Ce qui me paraissait, en effet, "loin d'être inintéressant" (d'autant moins que c'est, par hasard, sur cette thématique que je travaille actuellement), c'était, de mon point de vue, de réfuter à la fois Dehaene et Dousset pour les raisons sur lesquelles je me suis suffisamment étendu et sur lesquelles je ne reviens pas. Par ailleurs, il m'a semblé évident que réfutations et défenses devaient, sur un forum philosophique tel que celui-ci, conserver l'aspect d'un questionnement conceptuel et non pas d'une bataille de chiffres. Je m'étonne donc et regrette, bien entendu, que cette "évidence" donne lieu à controverse.

En tout cas, je continue, si vous le permettez (les administrateurs voudront bien me faire savoir si, pour ce faire, je dois ouvrir un autre sujet ou poursuivre sur le même fil de discussion), ma présentation (à la fois à charge et à décharge) d'un courant philosophique qui me paraît extrêmement intéressant bien qu'il soit (ou parce qu'il est) très peu et très mal connu en France : la philosophie des qualia (qui n'a que peu de rapports avec ce que Clément Dousset présente sous ce vocable).

Consigne a – Dénombrez les lignes des enregistrements qui contiennent le mot « stage », puis indiquez uniquement ce nombre.

Quelques enregistrements –
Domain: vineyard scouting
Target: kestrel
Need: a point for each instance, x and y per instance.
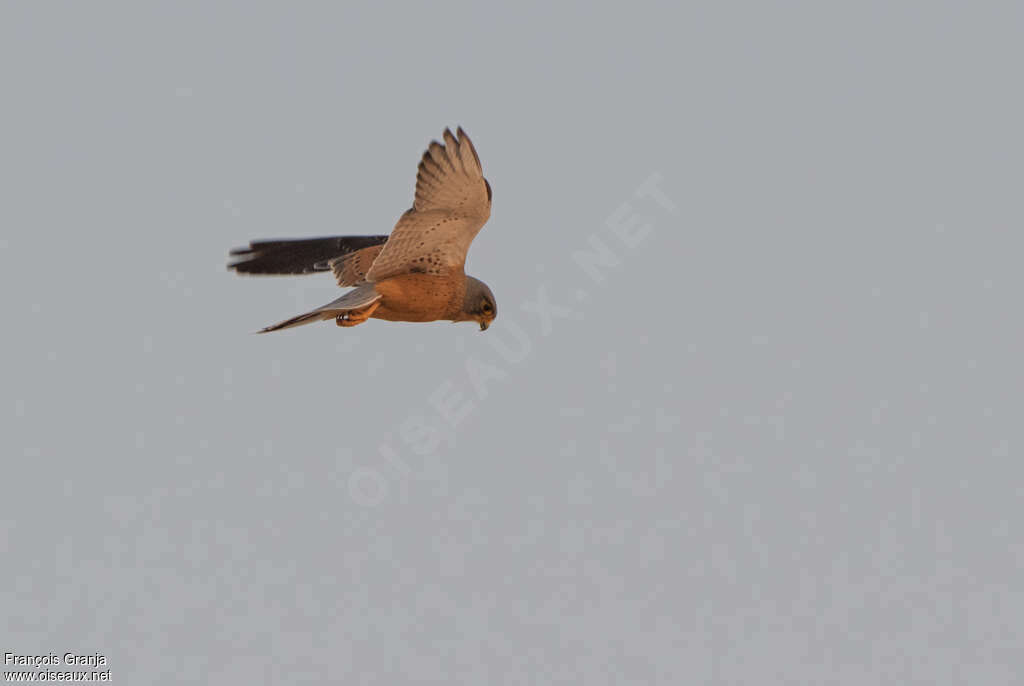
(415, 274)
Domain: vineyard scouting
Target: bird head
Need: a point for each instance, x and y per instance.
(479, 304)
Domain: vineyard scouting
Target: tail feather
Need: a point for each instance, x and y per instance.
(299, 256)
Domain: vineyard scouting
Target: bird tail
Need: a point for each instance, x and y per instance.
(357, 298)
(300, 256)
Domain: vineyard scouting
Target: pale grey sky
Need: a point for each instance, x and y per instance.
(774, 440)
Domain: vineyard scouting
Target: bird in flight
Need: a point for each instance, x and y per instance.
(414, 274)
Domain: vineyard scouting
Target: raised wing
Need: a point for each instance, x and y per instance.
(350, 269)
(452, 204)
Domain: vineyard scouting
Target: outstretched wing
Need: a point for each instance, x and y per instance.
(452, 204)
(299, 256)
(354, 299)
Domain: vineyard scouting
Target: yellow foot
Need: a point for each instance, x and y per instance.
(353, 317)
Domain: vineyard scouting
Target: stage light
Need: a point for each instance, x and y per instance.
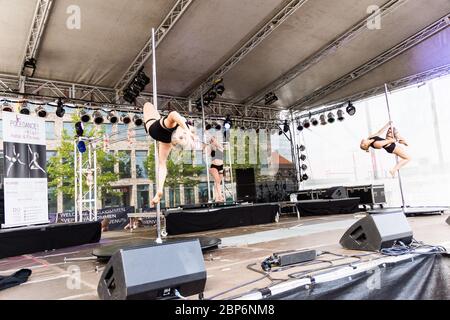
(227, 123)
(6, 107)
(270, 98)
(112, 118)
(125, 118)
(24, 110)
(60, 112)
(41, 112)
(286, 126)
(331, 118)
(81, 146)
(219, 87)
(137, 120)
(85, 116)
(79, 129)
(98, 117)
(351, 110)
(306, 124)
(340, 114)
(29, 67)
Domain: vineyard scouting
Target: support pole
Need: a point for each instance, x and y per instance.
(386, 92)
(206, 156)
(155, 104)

--

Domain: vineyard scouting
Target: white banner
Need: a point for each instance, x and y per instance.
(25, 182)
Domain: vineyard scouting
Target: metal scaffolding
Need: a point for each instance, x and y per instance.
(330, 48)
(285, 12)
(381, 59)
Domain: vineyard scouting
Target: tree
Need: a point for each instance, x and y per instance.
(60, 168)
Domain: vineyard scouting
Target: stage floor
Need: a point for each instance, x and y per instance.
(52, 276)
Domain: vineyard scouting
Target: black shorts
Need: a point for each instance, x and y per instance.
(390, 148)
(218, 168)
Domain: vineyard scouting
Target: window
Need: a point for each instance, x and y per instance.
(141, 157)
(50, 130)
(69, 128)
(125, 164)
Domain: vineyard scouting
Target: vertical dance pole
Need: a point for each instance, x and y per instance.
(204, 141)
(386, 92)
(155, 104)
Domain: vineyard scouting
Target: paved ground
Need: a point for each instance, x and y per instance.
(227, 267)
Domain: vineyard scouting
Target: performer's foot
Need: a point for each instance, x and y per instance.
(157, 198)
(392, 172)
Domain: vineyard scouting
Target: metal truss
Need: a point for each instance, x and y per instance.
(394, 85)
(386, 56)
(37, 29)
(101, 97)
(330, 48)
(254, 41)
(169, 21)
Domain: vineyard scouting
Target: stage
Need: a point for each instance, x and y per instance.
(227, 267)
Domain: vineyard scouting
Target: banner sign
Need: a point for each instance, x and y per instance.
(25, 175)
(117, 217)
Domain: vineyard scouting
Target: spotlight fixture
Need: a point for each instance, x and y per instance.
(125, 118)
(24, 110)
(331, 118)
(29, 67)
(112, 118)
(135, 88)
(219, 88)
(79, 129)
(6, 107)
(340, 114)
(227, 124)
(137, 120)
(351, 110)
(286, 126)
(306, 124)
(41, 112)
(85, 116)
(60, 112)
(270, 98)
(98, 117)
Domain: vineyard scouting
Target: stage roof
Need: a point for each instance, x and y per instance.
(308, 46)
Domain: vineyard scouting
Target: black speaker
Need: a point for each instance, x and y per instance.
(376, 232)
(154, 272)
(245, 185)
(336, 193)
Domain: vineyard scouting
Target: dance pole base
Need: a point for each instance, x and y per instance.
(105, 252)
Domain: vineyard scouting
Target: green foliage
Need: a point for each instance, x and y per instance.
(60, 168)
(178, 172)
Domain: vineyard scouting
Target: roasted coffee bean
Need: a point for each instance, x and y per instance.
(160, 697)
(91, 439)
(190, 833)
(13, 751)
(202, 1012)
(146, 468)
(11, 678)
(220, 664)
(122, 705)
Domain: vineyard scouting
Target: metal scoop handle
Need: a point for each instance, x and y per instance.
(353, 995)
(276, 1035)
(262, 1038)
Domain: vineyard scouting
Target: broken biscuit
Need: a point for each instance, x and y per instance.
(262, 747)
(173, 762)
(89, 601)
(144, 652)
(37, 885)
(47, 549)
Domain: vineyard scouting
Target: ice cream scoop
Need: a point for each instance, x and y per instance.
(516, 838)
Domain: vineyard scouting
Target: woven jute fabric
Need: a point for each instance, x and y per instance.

* * *

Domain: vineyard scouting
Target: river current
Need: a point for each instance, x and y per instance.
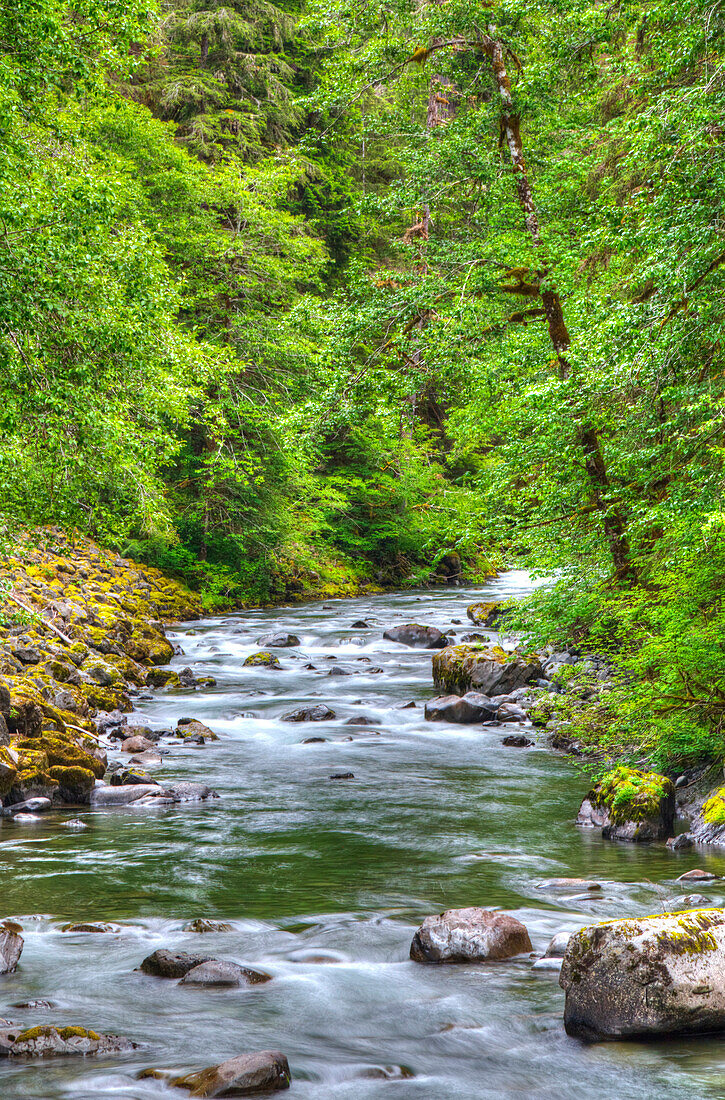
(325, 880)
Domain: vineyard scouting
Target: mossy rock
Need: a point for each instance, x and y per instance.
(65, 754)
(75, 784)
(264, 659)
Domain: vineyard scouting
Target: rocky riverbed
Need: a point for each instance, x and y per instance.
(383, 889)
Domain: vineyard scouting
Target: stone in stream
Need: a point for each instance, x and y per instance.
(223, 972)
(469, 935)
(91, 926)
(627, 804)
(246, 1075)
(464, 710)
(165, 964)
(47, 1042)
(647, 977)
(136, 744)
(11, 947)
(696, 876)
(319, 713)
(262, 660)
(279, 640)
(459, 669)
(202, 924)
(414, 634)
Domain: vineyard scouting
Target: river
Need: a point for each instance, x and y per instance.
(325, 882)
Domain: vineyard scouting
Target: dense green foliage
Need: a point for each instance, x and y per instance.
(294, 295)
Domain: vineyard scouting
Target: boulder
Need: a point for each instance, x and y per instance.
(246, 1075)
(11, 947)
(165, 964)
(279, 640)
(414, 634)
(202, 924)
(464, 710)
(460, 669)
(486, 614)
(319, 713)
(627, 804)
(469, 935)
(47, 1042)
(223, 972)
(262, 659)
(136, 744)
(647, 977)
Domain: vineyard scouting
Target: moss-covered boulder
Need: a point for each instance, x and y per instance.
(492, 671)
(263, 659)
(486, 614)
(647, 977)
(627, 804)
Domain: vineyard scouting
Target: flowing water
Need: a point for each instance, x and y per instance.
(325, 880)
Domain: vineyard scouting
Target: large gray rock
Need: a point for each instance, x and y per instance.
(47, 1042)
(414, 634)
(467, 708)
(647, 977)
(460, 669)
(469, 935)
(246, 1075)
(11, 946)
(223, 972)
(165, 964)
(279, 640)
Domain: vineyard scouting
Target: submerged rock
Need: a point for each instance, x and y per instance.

Consigne b – Transcrivez fidèlement le passage de l'extrait situé entre « En tout cas, je » et « sous ce vocable). », ces deux segments inclus.

Résultat a – 4

Résultat b –
En tout cas, je continue, si vous le permettez (les administrateurs voudront bien me faire savoir si, pour ce faire, je dois ouvrir un autre sujet ou poursuivre sur le même fil de discussion), ma présentation (à la fois à charge et à décharge) d'un courant philosophique qui me paraît extrêmement intéressant bien qu'il soit (ou parce qu'il est) très peu et très mal connu en France : la philosophie des qualia (qui n'a que peu de rapports avec ce que Clément Dousset présente sous ce vocable).